### Exercise directions
Wherever the word "below" shows up in the data, report the line it sits in.

Listed entries Start Marker

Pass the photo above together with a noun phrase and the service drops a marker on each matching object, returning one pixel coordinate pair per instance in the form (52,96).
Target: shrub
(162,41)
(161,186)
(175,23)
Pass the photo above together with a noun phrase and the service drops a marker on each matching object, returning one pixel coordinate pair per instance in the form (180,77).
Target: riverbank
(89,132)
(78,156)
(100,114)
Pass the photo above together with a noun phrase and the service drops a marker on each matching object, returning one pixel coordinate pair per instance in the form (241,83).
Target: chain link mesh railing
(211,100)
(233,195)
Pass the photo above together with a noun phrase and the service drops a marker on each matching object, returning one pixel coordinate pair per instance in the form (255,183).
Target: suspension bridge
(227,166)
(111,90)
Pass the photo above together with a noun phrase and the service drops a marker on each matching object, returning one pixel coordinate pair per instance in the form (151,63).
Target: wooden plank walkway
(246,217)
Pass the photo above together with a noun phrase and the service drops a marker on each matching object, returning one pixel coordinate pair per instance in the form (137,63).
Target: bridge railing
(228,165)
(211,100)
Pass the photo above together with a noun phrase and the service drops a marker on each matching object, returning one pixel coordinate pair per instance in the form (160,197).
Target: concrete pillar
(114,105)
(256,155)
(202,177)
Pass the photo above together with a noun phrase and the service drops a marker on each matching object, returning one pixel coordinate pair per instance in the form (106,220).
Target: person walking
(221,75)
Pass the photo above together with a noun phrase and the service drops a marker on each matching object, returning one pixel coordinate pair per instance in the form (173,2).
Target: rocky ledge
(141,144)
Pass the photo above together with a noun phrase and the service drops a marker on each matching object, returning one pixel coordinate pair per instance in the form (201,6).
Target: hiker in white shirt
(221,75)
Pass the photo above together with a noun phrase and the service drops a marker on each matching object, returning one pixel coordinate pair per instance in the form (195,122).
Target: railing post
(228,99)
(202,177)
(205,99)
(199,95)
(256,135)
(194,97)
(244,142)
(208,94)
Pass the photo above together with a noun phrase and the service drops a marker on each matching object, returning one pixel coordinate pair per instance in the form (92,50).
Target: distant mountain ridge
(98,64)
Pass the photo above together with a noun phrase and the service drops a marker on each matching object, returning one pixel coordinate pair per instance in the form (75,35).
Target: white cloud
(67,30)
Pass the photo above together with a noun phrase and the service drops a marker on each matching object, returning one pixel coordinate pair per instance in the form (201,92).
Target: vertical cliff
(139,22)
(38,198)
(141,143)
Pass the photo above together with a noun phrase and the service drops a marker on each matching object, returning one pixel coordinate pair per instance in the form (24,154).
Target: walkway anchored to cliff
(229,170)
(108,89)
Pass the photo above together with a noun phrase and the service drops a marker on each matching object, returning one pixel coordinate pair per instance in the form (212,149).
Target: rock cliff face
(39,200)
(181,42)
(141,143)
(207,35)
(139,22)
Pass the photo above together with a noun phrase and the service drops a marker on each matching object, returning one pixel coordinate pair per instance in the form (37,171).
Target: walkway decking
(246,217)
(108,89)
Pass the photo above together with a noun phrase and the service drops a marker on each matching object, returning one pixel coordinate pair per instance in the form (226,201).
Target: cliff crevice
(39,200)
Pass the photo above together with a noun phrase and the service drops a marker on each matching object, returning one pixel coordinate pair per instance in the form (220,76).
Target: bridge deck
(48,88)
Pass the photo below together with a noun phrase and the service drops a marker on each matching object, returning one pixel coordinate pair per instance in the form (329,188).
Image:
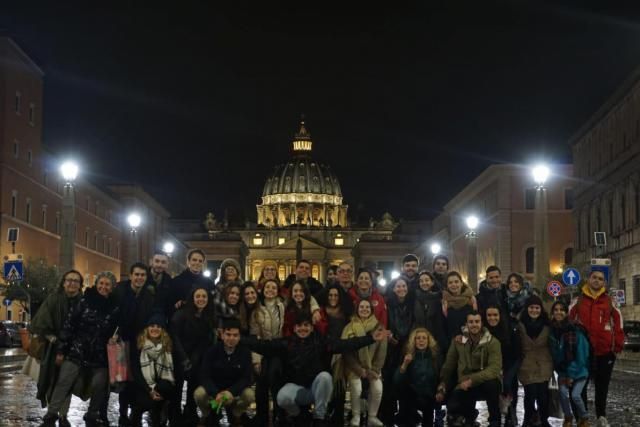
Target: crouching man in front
(306,359)
(475,359)
(225,377)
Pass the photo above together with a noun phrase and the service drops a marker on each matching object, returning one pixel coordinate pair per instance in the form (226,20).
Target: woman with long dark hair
(193,330)
(502,328)
(266,323)
(537,366)
(83,349)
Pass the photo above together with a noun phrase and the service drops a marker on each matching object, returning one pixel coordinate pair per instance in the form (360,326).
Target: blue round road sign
(571,277)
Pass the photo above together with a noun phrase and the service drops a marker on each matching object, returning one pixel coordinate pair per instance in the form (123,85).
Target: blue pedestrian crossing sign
(571,277)
(13,270)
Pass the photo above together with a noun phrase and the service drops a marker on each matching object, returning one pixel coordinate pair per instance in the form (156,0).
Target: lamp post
(134,221)
(435,249)
(69,172)
(541,226)
(472,251)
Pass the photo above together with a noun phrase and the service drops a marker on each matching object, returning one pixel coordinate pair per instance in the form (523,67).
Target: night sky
(407,105)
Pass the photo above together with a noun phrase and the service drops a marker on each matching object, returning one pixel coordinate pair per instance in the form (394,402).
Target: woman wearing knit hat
(153,371)
(537,365)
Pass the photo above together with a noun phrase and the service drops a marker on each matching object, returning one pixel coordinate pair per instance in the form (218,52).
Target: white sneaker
(505,402)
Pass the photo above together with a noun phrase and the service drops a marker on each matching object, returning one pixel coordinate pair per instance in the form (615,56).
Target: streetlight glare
(134,220)
(69,171)
(540,174)
(472,222)
(168,247)
(435,248)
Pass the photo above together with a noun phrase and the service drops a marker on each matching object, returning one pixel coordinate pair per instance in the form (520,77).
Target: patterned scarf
(155,364)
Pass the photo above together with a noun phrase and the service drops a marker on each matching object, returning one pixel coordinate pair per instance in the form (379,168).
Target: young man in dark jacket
(303,272)
(225,376)
(305,357)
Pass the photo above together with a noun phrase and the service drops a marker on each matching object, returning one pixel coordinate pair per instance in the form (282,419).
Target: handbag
(118,357)
(554,408)
(37,346)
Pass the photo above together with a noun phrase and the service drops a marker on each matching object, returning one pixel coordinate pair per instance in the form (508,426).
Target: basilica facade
(301,214)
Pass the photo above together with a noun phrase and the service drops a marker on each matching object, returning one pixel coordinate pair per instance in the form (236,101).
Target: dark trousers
(411,404)
(269,380)
(463,402)
(536,399)
(601,370)
(143,403)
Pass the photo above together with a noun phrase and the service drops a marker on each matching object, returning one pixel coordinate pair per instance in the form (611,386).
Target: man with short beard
(440,271)
(160,279)
(475,361)
(410,265)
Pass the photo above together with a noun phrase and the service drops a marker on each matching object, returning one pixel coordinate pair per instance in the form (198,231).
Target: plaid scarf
(155,364)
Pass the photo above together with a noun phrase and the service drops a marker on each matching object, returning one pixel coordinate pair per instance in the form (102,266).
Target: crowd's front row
(309,352)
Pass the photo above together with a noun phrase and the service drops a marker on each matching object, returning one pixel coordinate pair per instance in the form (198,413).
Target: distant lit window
(529,257)
(568,198)
(530,198)
(28,213)
(18,102)
(14,203)
(44,216)
(32,114)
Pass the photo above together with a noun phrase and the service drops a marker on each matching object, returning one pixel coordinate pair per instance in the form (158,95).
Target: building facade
(31,188)
(301,214)
(503,199)
(606,151)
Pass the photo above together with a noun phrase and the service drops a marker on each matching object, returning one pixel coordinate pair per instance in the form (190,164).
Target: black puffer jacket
(185,282)
(428,314)
(304,358)
(315,287)
(191,336)
(489,296)
(84,337)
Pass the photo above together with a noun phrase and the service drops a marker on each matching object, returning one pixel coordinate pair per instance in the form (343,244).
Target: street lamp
(69,172)
(541,226)
(134,221)
(168,248)
(472,251)
(435,249)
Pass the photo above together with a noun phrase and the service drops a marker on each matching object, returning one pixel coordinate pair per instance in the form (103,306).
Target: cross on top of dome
(302,141)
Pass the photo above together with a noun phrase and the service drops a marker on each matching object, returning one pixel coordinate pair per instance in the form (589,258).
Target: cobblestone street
(18,407)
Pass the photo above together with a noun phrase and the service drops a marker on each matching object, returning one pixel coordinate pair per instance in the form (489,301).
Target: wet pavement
(18,406)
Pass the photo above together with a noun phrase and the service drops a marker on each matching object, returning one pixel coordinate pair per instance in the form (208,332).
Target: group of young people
(420,351)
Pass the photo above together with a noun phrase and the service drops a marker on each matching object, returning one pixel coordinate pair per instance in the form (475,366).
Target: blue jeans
(292,396)
(573,393)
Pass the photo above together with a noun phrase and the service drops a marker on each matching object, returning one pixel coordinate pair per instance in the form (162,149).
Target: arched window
(529,260)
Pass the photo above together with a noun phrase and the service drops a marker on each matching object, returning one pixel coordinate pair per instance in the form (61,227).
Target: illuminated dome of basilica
(302,191)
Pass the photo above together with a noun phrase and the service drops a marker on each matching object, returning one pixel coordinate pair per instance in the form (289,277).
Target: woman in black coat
(192,331)
(82,349)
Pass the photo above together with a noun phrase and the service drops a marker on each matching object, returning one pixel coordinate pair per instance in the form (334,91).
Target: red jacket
(601,319)
(377,301)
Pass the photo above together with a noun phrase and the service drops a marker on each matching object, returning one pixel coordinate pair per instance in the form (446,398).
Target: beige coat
(537,365)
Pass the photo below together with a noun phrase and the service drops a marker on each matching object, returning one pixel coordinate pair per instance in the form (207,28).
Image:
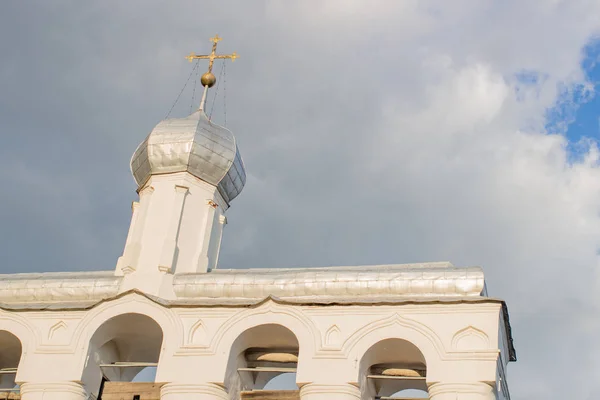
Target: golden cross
(212,56)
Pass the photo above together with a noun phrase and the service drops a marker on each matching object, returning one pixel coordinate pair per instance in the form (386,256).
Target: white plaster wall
(460,342)
(176,227)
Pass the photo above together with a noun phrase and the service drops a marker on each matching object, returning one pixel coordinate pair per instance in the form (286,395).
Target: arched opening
(10,355)
(125,348)
(263,363)
(392,369)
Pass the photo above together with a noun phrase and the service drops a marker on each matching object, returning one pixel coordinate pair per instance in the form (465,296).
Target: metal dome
(195,145)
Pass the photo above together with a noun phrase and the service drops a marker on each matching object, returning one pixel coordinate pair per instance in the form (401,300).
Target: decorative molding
(56,329)
(172,391)
(65,388)
(164,269)
(478,388)
(470,338)
(181,189)
(319,391)
(333,337)
(273,309)
(128,269)
(146,190)
(197,334)
(395,319)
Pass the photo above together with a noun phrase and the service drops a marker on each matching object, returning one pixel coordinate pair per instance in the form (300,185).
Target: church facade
(367,332)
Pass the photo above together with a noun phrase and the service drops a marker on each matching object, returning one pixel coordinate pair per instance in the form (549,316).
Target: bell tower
(188,170)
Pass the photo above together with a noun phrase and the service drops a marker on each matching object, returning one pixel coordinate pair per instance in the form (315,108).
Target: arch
(132,303)
(124,338)
(57,329)
(263,345)
(303,328)
(389,366)
(470,338)
(396,326)
(11,351)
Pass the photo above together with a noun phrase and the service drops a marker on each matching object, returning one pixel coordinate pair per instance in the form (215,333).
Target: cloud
(385,132)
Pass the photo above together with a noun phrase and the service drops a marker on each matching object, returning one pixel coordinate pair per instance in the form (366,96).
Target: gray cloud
(385,133)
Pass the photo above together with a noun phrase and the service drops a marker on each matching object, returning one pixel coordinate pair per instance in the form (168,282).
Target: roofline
(253,303)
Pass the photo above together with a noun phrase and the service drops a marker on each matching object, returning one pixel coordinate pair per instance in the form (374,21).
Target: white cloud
(373,132)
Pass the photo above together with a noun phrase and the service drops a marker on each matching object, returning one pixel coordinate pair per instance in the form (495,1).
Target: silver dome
(195,145)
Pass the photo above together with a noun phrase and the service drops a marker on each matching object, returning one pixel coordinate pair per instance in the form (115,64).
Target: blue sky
(583,116)
(372,132)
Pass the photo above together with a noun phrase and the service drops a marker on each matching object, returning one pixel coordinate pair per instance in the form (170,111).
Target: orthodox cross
(208,79)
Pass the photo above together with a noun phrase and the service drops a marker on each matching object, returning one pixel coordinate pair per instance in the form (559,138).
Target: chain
(184,86)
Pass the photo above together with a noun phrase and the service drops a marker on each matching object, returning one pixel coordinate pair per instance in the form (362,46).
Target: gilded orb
(208,79)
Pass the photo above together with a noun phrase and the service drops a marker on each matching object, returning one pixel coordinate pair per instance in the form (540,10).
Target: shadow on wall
(263,358)
(392,366)
(10,356)
(125,348)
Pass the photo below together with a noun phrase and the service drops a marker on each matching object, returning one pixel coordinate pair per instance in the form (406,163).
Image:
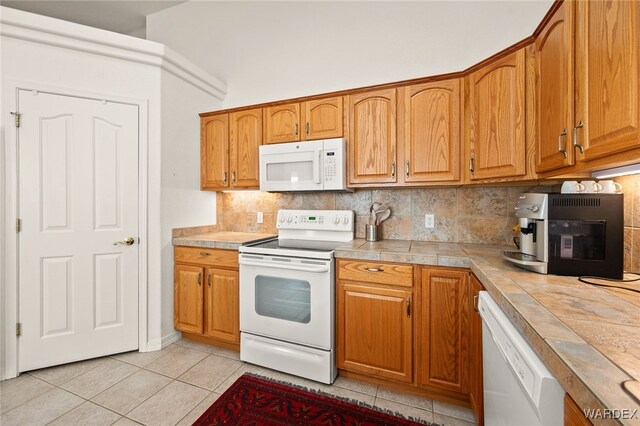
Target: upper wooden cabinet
(588,87)
(214,152)
(282,123)
(320,118)
(245,136)
(323,118)
(554,67)
(444,329)
(372,137)
(496,119)
(607,77)
(429,131)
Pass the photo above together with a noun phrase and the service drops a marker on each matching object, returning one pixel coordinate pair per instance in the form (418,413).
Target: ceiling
(126,17)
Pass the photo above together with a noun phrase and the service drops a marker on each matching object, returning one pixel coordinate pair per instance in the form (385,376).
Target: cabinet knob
(575,137)
(560,144)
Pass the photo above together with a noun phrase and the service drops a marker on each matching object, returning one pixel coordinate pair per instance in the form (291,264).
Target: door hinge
(17,118)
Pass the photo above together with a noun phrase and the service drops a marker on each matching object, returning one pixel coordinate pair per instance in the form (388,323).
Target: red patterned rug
(253,400)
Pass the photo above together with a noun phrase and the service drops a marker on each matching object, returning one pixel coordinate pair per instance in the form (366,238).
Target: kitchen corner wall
(631,190)
(465,215)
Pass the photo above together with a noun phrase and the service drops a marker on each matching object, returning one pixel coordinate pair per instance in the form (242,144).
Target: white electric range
(287,294)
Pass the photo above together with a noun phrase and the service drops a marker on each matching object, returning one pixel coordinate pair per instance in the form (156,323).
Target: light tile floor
(173,386)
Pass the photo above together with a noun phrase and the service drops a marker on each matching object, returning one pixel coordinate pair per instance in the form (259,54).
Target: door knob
(127,241)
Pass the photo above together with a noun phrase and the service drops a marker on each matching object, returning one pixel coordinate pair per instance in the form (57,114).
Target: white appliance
(304,166)
(518,387)
(287,294)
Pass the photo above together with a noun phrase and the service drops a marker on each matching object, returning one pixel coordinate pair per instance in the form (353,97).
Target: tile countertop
(221,240)
(588,336)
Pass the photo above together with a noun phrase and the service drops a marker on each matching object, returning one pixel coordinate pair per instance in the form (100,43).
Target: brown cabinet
(496,119)
(310,120)
(589,87)
(573,415)
(374,323)
(554,67)
(607,77)
(372,137)
(282,123)
(214,152)
(443,345)
(245,136)
(475,353)
(229,150)
(323,118)
(429,132)
(206,295)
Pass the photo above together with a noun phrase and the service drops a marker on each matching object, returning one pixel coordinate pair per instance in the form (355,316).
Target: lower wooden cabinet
(410,327)
(374,330)
(475,353)
(206,295)
(444,329)
(573,415)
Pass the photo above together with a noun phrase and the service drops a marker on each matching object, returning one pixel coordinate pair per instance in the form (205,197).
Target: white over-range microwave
(304,166)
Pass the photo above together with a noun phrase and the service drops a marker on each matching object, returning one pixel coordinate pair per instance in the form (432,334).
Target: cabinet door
(187,298)
(245,136)
(282,123)
(323,118)
(374,331)
(608,90)
(214,152)
(554,63)
(430,114)
(497,119)
(372,137)
(444,333)
(475,354)
(221,315)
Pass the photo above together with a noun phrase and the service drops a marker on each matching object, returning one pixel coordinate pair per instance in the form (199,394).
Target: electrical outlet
(429,221)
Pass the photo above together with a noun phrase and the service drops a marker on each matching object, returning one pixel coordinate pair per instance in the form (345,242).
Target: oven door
(287,298)
(293,166)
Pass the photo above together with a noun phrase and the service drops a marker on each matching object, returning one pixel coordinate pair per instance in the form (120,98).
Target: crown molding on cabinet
(458,74)
(35,28)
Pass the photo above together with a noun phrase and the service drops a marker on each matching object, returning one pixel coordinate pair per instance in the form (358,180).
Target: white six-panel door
(78,195)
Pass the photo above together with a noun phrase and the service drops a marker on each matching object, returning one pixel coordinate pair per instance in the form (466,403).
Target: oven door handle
(318,269)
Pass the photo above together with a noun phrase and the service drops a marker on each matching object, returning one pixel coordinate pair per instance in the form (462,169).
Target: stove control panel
(320,220)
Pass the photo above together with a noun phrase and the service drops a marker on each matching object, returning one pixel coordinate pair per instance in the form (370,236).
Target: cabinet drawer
(207,257)
(376,272)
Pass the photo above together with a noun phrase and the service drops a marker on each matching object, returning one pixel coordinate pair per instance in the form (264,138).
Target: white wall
(183,204)
(48,54)
(276,50)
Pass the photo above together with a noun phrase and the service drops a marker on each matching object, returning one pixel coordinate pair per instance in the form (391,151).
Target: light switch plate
(429,221)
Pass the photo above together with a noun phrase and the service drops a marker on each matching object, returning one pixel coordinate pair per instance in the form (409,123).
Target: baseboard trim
(170,338)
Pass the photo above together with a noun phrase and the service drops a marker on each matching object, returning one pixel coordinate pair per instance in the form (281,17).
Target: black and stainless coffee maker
(570,234)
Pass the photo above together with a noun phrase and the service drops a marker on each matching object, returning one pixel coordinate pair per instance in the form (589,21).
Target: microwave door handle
(318,269)
(316,169)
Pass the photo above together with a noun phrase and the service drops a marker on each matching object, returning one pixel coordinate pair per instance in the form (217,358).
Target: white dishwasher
(519,390)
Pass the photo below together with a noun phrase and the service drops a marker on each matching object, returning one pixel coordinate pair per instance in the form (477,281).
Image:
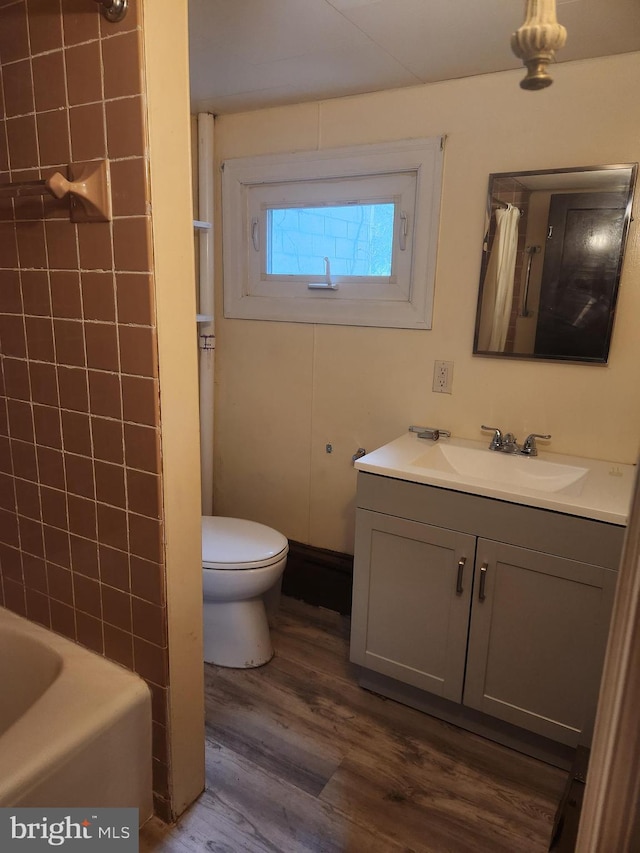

Listed entries End Marker

### Problem solution
Pass the photo below together with a noun phrase and the service drops a marker on each matching object, returning one pixel coordinate pair per instance in the form (329,188).
Pass the photo below together with a noun phrase and the service drops a marker on each matching object, returning one pixel coordinate pair per instance in the form (207,28).
Pass the photo below together with a noun phrase and the service drops a marker on each matching object, returning one pixel coordinate pair per instance in the form (406,163).
Pass the photo below together with a noun phrase and the service drops a marker on each matching object, returning one pixel coordinate pair per instance in the form (477,281).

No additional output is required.